== Excerpted data
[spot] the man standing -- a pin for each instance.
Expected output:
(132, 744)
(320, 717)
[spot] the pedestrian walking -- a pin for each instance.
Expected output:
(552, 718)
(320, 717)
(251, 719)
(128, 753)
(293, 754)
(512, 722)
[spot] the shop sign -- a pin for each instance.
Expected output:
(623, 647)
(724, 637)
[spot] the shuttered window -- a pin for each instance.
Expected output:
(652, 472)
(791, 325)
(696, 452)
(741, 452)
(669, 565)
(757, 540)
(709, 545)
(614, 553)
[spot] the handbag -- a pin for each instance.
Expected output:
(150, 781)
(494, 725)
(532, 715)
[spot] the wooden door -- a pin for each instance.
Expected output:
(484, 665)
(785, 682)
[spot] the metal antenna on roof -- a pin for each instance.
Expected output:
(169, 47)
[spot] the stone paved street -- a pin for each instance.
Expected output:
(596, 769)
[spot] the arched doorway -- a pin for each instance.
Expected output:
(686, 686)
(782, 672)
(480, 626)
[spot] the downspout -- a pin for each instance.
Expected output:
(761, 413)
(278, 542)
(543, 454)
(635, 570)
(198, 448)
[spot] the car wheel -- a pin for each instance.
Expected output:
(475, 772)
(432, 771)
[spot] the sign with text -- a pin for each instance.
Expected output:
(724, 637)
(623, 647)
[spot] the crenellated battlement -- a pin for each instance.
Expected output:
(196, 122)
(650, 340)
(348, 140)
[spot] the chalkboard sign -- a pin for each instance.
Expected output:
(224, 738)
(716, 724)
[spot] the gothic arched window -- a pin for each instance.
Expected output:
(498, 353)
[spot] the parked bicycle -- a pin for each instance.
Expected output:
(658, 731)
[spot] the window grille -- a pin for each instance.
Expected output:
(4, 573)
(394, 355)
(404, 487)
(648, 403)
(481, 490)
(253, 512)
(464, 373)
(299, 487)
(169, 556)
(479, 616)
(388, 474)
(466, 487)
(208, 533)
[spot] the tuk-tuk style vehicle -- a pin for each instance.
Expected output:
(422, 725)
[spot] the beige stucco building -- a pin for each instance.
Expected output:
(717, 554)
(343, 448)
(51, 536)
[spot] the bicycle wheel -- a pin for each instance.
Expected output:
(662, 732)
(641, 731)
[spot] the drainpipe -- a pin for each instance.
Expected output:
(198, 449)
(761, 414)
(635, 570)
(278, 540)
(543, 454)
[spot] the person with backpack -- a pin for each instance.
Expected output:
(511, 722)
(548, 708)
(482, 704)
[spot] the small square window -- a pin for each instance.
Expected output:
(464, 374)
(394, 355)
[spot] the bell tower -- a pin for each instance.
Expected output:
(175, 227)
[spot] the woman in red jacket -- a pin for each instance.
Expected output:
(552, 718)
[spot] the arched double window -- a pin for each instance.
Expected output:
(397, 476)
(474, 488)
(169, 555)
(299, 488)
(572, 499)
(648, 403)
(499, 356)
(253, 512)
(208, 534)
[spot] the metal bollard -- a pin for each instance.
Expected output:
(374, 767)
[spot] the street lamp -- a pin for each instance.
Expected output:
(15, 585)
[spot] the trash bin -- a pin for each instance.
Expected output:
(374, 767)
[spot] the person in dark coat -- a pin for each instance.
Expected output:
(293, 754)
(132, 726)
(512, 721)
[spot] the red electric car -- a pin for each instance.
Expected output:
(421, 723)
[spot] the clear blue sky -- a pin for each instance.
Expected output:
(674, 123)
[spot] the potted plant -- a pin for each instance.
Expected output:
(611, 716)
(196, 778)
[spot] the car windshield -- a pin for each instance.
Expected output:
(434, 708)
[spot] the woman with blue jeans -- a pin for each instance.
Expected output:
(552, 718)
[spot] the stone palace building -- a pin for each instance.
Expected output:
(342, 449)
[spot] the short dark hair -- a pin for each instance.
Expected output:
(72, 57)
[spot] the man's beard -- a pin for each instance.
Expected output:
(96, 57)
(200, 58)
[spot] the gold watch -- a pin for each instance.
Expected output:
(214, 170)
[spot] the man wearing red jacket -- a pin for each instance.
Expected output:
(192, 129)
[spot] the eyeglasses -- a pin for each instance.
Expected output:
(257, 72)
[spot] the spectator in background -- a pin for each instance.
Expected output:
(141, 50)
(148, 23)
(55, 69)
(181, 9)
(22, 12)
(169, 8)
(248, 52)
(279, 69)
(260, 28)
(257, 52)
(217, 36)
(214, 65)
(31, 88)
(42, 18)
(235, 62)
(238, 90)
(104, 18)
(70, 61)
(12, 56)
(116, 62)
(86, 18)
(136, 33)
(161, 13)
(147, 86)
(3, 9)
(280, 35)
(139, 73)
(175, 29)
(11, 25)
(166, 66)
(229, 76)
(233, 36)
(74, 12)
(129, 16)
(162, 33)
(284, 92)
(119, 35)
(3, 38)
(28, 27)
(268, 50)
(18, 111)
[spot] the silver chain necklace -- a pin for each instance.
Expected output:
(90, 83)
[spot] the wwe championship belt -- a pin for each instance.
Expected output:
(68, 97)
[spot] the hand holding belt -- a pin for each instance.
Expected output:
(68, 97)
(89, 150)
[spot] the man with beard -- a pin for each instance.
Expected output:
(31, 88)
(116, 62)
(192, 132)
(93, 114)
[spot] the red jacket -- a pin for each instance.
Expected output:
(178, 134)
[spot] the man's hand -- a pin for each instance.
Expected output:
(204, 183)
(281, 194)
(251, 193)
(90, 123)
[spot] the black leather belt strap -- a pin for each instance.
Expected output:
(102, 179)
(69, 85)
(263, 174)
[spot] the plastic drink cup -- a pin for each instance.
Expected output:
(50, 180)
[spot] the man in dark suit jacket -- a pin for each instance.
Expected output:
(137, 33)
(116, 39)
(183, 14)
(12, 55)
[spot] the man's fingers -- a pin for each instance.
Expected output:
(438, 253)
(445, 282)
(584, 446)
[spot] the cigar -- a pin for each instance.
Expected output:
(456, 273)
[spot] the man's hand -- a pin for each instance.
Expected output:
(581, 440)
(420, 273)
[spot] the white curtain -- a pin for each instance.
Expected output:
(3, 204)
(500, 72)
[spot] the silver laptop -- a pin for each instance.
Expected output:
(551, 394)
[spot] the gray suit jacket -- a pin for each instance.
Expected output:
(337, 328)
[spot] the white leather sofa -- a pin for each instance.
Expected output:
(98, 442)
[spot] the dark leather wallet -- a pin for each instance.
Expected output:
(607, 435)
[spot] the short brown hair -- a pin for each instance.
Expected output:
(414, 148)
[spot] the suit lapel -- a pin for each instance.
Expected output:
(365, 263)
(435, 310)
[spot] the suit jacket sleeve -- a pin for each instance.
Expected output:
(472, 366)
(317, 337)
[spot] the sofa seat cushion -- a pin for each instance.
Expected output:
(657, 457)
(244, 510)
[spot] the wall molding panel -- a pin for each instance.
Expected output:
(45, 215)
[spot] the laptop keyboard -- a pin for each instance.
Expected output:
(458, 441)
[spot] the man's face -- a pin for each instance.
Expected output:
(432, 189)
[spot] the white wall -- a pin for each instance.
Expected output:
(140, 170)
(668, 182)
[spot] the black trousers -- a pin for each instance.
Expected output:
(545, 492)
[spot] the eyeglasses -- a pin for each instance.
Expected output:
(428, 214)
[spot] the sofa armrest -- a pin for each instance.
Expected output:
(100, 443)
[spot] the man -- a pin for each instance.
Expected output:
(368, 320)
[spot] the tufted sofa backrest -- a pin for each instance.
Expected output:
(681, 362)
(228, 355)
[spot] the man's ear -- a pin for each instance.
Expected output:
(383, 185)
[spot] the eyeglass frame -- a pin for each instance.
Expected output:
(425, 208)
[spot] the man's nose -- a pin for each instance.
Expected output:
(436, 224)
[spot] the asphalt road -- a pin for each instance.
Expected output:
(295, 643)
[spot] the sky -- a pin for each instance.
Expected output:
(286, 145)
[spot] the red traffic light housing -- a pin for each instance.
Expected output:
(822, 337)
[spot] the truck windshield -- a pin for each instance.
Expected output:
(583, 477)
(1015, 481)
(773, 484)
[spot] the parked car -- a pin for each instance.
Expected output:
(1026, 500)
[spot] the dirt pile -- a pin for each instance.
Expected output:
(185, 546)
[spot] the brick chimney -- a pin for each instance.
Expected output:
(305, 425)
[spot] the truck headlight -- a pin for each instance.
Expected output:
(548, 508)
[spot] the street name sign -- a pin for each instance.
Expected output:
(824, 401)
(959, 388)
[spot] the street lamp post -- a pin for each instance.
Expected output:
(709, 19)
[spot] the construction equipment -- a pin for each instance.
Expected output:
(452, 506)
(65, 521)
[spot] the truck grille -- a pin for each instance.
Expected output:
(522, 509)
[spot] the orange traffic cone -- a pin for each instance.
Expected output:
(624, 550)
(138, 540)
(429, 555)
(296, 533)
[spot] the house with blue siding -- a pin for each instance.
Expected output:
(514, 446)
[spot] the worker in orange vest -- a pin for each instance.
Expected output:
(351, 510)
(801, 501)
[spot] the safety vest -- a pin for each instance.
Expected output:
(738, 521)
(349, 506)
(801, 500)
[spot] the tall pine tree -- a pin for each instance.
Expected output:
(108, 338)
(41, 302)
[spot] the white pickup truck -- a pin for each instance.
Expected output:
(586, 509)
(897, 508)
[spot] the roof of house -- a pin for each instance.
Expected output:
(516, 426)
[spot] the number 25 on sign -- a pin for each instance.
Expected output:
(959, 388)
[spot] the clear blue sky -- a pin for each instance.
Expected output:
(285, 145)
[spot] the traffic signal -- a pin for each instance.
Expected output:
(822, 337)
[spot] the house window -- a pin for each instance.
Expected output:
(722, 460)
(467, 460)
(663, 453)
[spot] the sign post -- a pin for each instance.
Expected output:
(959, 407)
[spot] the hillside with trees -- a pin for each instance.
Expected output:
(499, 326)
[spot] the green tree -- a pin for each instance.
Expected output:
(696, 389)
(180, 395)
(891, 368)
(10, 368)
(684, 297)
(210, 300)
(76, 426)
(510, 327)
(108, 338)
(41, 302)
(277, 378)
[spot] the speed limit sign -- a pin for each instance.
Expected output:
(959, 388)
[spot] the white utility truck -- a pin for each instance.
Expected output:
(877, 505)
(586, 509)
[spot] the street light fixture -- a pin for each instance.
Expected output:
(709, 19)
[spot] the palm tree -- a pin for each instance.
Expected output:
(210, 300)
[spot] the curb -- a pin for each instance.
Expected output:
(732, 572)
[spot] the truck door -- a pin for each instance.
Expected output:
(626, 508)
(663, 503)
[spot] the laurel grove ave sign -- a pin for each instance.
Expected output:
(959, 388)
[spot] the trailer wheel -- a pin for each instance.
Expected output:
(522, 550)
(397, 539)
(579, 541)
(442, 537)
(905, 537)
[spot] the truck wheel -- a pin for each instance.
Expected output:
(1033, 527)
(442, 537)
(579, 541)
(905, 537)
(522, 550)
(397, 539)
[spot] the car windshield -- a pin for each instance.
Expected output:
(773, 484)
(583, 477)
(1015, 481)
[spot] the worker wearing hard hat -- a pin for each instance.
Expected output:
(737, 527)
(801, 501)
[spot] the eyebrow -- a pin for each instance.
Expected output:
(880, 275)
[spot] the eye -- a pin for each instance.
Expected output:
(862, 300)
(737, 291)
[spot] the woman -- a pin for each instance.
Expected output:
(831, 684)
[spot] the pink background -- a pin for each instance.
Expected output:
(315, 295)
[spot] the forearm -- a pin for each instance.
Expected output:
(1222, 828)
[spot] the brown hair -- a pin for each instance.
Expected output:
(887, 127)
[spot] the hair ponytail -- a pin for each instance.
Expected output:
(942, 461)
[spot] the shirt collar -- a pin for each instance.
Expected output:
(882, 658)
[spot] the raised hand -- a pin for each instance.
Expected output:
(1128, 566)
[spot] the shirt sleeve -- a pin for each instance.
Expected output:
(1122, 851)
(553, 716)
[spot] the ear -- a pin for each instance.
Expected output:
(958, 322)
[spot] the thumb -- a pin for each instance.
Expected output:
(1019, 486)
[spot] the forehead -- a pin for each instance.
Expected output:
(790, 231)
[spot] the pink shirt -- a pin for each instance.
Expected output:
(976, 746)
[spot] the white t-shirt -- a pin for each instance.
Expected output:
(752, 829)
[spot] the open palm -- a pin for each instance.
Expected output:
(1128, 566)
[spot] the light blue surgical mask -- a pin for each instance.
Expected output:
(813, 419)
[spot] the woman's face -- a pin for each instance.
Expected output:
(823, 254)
====
Exactly as written, give again every line from the one containing "[spot] the woman -- a pin for each instance." through the last line of the material above, and no other lines.

- _Result of this exercise_
[spot] the woman -- a pin for each instance.
Expected output:
(831, 684)
[spot] the pink background -- a pin for each instance.
Expected output:
(315, 295)
[spot] the forearm -- a pin for each instance.
Expected output:
(1222, 828)
[spot] the brown hair -- a pin for each instance.
Expected output:
(887, 127)
[spot] the hair ponytail -- a pin for each instance.
Expected output:
(942, 461)
[spot] the shirt collar -- a pin for each instance.
Expected output:
(882, 658)
[spot] the raised hand -- a pin for each instance.
Expected output:
(1128, 566)
[spot] the shirt sleeve -- a pin for each instance.
Expected output:
(1122, 851)
(553, 716)
[spot] the ear -- a pin for each instance.
Expected output:
(958, 322)
[spot] the thumb -- a pin for each instance.
Expected output:
(1019, 486)
[spot] the forehead -- a pin for each instance.
Expected output:
(790, 231)
[spot] the pink shirt -- a pin for each instance.
Expected output:
(976, 746)
[spot] the white t-shirt -- a pin for each instance.
Expected output:
(752, 829)
[spot] the open palm -- a pin for each instance.
Expected output:
(1128, 566)
[spot] the light blue surgical mask -- a pin for each instance.
Expected output:
(813, 419)
[spot] the woman's face -- a pin for each instance.
Expected output:
(823, 254)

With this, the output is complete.